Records
□ □ □ □ □

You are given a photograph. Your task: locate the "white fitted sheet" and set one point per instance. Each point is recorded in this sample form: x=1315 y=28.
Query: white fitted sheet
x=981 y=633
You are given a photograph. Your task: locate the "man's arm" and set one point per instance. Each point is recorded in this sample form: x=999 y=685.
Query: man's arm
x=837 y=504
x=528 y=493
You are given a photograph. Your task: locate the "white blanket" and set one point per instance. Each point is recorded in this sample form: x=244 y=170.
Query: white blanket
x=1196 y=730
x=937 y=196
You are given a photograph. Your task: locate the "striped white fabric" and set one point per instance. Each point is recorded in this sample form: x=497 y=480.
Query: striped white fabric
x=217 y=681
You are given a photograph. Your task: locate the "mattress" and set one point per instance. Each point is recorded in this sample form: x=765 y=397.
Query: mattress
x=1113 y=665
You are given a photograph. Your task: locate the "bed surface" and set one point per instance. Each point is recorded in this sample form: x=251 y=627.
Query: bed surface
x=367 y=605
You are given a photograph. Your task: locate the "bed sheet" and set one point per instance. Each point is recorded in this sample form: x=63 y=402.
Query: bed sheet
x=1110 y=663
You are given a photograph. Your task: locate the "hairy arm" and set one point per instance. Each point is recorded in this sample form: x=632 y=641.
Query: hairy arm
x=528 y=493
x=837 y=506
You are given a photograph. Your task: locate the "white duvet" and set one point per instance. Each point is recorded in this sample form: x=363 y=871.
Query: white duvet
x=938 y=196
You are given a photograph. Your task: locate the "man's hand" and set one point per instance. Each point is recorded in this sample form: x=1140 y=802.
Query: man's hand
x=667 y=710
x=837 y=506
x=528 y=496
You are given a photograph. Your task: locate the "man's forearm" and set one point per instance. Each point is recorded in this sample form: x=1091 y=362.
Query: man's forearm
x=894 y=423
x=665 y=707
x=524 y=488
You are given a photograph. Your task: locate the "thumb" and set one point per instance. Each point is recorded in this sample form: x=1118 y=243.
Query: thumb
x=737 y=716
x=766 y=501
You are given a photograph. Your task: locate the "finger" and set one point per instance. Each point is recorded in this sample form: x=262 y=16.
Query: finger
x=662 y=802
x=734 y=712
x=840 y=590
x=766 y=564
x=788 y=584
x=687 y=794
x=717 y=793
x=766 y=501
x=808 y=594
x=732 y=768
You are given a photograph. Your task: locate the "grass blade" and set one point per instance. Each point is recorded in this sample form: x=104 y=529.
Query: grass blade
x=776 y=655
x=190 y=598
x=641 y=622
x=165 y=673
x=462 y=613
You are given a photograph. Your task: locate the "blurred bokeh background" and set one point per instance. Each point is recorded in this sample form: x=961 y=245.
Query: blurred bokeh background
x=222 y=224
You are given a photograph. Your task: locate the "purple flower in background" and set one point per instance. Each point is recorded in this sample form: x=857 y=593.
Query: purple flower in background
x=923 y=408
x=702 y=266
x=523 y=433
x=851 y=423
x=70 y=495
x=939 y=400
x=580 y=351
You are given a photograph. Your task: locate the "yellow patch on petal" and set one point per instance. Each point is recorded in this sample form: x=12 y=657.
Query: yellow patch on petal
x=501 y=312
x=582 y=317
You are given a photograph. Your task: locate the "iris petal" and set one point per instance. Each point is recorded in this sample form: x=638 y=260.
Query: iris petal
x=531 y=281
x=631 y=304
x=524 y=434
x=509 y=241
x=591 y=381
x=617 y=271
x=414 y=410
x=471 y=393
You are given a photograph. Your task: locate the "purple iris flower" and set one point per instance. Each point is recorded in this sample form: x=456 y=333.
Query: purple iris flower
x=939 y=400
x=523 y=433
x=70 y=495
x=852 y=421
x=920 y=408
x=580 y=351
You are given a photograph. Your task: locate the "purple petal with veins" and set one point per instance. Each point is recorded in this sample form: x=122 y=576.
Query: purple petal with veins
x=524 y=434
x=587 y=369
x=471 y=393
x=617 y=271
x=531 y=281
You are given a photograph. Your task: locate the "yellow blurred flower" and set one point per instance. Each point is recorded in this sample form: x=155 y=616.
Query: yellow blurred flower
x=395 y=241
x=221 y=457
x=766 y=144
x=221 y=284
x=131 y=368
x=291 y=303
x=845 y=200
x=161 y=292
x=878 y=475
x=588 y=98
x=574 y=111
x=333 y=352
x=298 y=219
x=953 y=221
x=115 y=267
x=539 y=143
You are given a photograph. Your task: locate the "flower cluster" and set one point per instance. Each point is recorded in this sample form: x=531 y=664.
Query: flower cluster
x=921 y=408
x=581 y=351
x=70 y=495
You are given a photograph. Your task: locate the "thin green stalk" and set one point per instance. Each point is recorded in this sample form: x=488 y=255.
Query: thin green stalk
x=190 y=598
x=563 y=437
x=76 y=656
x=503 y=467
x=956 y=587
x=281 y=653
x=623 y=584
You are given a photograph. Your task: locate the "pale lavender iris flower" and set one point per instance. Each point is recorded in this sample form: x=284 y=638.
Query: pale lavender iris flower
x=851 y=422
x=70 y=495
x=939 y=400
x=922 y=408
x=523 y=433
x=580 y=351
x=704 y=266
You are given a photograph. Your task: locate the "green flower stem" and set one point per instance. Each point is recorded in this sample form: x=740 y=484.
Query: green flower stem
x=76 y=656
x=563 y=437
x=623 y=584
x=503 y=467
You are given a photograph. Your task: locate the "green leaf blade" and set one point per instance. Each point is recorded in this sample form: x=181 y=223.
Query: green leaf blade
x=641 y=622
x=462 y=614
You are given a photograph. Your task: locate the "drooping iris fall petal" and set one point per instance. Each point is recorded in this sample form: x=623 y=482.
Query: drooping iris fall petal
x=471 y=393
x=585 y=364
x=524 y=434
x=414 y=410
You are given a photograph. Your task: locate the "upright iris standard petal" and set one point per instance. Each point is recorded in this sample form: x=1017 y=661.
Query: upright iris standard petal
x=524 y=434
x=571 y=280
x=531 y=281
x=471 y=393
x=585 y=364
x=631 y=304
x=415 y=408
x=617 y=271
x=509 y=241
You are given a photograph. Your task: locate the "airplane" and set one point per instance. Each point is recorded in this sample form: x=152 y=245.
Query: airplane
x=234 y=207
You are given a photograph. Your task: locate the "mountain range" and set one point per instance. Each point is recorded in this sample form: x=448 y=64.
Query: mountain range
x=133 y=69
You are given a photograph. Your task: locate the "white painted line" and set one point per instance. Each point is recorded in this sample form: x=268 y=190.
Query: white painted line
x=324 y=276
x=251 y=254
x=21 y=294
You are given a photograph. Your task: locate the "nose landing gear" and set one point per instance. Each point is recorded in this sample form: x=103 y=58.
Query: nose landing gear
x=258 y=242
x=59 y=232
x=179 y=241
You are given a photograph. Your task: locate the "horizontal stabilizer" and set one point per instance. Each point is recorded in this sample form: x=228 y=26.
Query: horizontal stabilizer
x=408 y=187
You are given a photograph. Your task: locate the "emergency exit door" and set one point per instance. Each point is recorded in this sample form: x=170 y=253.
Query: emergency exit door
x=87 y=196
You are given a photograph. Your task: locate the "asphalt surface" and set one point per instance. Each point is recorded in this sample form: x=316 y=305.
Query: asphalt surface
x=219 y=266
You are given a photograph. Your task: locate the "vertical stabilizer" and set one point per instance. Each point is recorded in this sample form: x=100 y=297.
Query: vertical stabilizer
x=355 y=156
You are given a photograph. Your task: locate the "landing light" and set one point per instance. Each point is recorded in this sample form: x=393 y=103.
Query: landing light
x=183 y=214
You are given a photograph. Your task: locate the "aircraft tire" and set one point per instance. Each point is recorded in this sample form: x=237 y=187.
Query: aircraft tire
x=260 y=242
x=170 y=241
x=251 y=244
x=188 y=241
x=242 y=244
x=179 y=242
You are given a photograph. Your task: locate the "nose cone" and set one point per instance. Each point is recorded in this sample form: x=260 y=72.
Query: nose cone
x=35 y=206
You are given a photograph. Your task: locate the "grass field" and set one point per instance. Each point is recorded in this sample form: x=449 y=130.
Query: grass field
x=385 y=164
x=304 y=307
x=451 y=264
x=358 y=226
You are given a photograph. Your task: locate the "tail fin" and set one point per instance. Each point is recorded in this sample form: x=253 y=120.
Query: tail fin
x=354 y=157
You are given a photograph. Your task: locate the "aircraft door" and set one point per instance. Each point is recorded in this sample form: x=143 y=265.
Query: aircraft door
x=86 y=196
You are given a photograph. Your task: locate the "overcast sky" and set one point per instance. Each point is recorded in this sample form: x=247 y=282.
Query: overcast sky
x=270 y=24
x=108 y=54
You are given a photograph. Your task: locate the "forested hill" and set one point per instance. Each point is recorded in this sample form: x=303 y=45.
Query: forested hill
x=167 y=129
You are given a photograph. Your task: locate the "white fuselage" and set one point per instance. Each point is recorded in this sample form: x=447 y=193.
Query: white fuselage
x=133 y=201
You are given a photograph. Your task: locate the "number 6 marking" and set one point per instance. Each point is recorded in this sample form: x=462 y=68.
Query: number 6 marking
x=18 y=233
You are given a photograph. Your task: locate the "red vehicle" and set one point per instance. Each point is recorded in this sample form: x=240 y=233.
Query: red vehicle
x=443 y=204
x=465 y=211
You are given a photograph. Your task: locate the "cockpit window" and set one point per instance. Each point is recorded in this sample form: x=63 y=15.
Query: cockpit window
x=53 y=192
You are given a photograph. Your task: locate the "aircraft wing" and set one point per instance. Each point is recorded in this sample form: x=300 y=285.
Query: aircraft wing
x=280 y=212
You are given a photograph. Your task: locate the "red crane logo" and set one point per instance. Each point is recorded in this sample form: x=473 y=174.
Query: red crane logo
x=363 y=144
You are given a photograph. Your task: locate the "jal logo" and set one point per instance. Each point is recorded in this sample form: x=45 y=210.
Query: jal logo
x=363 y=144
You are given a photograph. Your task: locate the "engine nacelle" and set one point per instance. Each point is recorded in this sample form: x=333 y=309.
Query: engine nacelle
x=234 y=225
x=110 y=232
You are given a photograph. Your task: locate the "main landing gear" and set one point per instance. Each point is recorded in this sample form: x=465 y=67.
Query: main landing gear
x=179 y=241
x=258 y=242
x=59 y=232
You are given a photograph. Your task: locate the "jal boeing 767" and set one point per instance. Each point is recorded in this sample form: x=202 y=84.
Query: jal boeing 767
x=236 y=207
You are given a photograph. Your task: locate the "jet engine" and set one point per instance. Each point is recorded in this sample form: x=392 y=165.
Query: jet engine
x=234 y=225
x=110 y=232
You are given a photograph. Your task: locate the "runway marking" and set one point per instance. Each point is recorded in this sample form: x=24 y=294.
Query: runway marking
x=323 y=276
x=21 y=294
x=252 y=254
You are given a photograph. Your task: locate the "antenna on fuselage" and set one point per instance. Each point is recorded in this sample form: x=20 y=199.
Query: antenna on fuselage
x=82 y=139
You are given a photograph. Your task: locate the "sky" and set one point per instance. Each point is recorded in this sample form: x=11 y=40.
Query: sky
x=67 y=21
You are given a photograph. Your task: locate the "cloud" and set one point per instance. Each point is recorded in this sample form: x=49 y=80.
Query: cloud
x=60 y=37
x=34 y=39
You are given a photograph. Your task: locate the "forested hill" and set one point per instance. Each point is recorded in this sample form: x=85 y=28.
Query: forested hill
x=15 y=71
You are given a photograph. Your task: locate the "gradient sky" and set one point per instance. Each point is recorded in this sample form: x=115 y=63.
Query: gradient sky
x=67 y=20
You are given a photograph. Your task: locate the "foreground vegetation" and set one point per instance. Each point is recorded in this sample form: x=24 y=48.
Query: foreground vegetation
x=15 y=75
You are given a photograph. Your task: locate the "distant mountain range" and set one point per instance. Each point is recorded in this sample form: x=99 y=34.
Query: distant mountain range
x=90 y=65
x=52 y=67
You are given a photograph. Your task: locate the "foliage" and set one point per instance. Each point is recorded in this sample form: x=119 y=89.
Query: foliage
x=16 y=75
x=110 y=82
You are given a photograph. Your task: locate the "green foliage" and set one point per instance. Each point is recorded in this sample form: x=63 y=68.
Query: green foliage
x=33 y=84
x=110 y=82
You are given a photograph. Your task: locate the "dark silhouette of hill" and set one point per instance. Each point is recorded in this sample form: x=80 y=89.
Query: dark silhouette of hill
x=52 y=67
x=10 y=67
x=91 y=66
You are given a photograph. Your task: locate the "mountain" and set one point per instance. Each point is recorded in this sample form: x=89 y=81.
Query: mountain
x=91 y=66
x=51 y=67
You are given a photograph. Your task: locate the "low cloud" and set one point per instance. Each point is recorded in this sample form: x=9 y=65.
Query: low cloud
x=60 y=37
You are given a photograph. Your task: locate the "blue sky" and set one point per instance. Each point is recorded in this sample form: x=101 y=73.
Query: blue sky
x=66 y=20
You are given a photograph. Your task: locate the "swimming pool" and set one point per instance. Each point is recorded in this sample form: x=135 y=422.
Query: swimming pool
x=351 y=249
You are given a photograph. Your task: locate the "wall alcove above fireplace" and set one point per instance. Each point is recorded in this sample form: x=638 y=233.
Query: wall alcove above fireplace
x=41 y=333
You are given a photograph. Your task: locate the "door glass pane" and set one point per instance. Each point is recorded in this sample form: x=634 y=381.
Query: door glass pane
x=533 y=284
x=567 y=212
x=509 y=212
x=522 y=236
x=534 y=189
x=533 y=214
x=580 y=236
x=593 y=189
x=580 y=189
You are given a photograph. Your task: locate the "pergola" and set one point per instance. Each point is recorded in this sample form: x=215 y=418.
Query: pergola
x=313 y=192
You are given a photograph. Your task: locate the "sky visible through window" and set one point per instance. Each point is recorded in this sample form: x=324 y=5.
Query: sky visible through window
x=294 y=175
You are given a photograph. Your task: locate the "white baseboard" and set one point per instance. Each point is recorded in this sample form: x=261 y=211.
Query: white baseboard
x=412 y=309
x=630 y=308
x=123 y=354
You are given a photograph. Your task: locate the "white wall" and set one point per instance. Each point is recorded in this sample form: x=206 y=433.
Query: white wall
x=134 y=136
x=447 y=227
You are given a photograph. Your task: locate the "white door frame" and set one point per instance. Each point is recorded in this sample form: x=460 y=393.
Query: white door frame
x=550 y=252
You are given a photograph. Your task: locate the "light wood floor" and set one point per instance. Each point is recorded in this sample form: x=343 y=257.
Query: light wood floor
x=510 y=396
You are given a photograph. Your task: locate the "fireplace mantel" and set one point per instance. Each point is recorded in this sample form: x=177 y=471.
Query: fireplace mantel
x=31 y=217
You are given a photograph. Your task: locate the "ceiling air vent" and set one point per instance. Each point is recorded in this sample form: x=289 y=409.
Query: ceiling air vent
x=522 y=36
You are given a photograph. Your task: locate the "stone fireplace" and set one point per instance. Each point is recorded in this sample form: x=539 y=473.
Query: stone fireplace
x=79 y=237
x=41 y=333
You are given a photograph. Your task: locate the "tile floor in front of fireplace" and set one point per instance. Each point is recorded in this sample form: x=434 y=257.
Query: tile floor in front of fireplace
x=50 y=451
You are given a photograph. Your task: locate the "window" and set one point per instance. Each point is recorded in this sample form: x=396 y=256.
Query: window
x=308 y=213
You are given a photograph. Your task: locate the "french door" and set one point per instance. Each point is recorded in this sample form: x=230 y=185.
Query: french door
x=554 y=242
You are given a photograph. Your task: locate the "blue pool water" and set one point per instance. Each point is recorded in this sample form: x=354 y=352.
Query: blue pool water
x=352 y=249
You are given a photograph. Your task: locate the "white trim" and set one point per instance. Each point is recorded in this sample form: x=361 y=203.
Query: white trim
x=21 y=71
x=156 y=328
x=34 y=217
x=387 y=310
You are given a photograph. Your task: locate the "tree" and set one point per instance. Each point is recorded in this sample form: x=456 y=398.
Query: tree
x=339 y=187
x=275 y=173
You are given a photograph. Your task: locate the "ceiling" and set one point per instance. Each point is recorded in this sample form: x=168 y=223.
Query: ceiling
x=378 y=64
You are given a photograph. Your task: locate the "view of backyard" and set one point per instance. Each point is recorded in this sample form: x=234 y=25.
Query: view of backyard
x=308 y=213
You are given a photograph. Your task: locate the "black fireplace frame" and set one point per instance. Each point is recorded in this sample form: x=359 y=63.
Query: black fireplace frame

□ □ □ □ □

→ Given request: Copy the records above word for word, from the line that contains "form: x=396 y=256." through the end of the records.

→ Result of this task:
You are given a photograph. Your task: locate the "window" and set one point per instance. Each point is recorded in this sample form: x=396 y=256.
Query: window
x=308 y=213
You are given a photograph. Your task: locate the "french door" and set one point per instance. Each point is recorded in this sample form: x=230 y=185.
Query: french door
x=554 y=242
You are given a photograph. Your task: locate the "blue pool water" and set one point per instance. Each point is recorded in this sample form: x=354 y=352.
Query: blue pool water
x=352 y=249
You are given a photograph. Your task: locate the "white trim" and set one point per instance. Each point is recorded in this sample form: x=361 y=203.
Query: white trim
x=21 y=71
x=156 y=328
x=34 y=217
x=387 y=310
You are given a photograph. Your task: locate the "tree" and set one point per instance. Each point is recorded in this sample form: x=456 y=398.
Query: tree
x=339 y=187
x=275 y=173
You are given a photograph. Your task: locate the "ceiling" and set one point per instance. Each point is recorded in this sample form: x=168 y=223.
Query: ceiling
x=378 y=64
You are given a photograph. Your task: locate the "view of backyard" and set one point per instance. Each point is recorded in this sample form: x=234 y=25.
Query: view of backyard
x=308 y=213
You are given a photograph. Your task: locate the "black fireplace frame" and set one point per instance. Each point is recorded in this sample form: x=359 y=63.
Query: black fireplace frame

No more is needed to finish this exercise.